[Point-per-instance localization data]
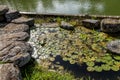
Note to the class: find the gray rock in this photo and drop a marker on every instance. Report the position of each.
(15, 52)
(9, 72)
(14, 28)
(90, 23)
(50, 25)
(12, 14)
(20, 36)
(110, 25)
(3, 9)
(23, 20)
(66, 26)
(114, 46)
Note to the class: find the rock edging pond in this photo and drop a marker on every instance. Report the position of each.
(15, 52)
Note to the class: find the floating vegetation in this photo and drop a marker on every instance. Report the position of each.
(81, 46)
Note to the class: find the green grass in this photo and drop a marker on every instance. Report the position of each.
(32, 71)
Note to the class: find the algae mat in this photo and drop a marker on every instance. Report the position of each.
(82, 46)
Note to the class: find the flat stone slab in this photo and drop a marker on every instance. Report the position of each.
(15, 52)
(3, 9)
(9, 71)
(110, 25)
(114, 46)
(90, 23)
(12, 14)
(23, 20)
(66, 26)
(14, 28)
(20, 36)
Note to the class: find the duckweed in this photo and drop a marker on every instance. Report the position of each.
(80, 46)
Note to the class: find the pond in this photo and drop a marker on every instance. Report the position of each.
(102, 7)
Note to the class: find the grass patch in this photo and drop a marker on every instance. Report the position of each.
(33, 71)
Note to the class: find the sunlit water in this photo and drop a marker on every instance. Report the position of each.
(104, 7)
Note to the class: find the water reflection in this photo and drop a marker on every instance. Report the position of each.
(107, 7)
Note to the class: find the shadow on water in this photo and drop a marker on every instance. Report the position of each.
(80, 71)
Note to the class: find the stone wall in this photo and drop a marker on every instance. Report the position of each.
(15, 52)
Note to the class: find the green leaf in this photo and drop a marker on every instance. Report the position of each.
(90, 69)
(90, 64)
(116, 57)
(105, 67)
(115, 68)
(98, 69)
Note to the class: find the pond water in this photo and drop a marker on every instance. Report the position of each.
(102, 7)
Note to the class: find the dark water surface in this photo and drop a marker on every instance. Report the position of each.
(104, 7)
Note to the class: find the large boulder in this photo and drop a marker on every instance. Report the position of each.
(12, 14)
(15, 52)
(90, 23)
(14, 28)
(9, 72)
(114, 46)
(110, 25)
(3, 9)
(23, 20)
(20, 36)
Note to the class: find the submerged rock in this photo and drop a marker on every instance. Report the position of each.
(66, 26)
(12, 14)
(90, 23)
(110, 25)
(14, 28)
(9, 71)
(15, 52)
(23, 20)
(3, 9)
(114, 46)
(20, 36)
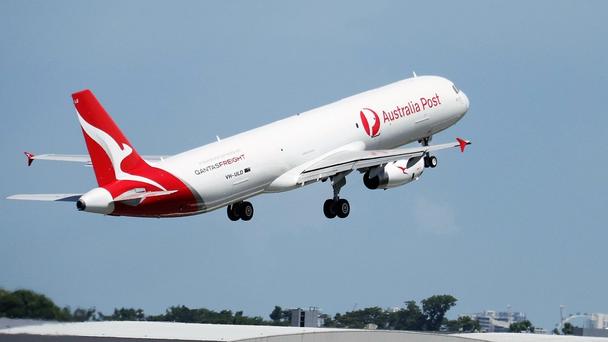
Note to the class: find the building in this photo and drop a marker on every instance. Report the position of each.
(497, 321)
(306, 318)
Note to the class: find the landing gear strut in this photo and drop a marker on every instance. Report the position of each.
(240, 211)
(337, 206)
(429, 160)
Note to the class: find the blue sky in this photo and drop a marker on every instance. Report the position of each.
(517, 220)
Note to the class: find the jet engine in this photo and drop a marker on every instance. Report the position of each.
(98, 200)
(394, 174)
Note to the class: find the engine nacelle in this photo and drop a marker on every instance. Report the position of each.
(394, 174)
(98, 200)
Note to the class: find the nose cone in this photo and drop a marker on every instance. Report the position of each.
(465, 101)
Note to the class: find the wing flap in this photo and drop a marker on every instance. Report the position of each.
(345, 161)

→ ACTION ITEM:
Please transcribe every entry exactly as written, leaving the pictures out.

→ TASK RESULT:
Note to the class: find the gray rock in this photo and drop a marker on every instance. Report the position of each.
(15, 52)
(9, 72)
(14, 28)
(90, 23)
(50, 25)
(12, 14)
(20, 36)
(110, 25)
(3, 9)
(23, 20)
(66, 26)
(114, 46)
Note to the class: find the rock edging pond in this photo and drop a marker on every instance. Report the position of each.
(15, 52)
Note to the class: find the floating vegetation in this photo and drop a marker on every instance. Report the position of each.
(81, 46)
Note to the class: find the green grass in this photo and drop a marker on every instance. Report the position of each.
(32, 71)
Note to the class: find the algae mat in this photo and drop a marker on every instance. Report the position of each.
(82, 46)
Note to the class: find the flat stone slab in this photo and drop a marker on every instance. Report the position of each.
(15, 52)
(3, 9)
(9, 71)
(110, 25)
(114, 46)
(90, 23)
(12, 14)
(23, 20)
(66, 26)
(14, 28)
(20, 36)
Note to the class: find the duckweed in this photo and drop a marker on every instance. Report the position of each.
(80, 46)
Note to the class: find the pond in this photo and drop a marker on every instance. Report the position of each.
(102, 7)
Note to the class: find the grass patch in this photo and drop a marker on every instance. Report the position of each.
(33, 71)
Note to the class: find the sunlit water in this photo and drop a marker on every instance. Report the position of each.
(104, 7)
Note to the class: find the water reflection in this photo and drop a marker on every instance. Report the position of each.
(107, 7)
Note to the class: find the shadow on water in this photo and drop a marker on every instance. Report the position of each.
(80, 71)
Note to the class: find the stone wall in this photo and drop a marker on every instance. Report the position of each.
(15, 52)
Note to the class: find the green leaf in this photo and drop a marker on every instance. Report the position of each.
(90, 69)
(90, 64)
(116, 57)
(105, 67)
(115, 68)
(98, 69)
Note to the class: find the pond water in this photo and drop a marker on every instance. Report the position of each.
(102, 7)
Note to the class: find the dark water surface in this photo and drop a marker on every instance. Report the position of each.
(104, 7)
Note to the class: find the large boulder in this photo and drop a marker on every instance. Report the position of each.
(12, 14)
(15, 52)
(90, 23)
(14, 28)
(9, 72)
(114, 46)
(110, 25)
(3, 9)
(23, 20)
(20, 36)
Note to the class: find the submerged rock in this photo and drop a marker on every instance. Report the position of each.
(66, 26)
(12, 14)
(90, 23)
(110, 25)
(14, 28)
(9, 71)
(15, 52)
(23, 20)
(3, 9)
(114, 46)
(20, 36)
Note to the class: find the building in this photo and drop a marker on every instance. Report the position of each.
(497, 321)
(306, 318)
Note to the class: find the landing gear strut in this photo and drop a marker on every instance. Report the position of each.
(240, 211)
(337, 206)
(429, 160)
Note to the class: find the blue sky in this photo and drop a marker on every instance. Report the position of each.
(517, 220)
Note to the class: find the jet engine in this photo and drop a marker on every instance. Report the position of each.
(98, 200)
(394, 174)
Note to the class: find the engine nacelle in this photo and drop a marker on every instance. Report the position of each.
(394, 174)
(98, 200)
Note to the class: find the nose cone in this photo and drop a marker on every instance. Report the position of each.
(465, 101)
Note to the class: find the wing flap in this photo and drop a marker on every instance. Report the position of each.
(345, 161)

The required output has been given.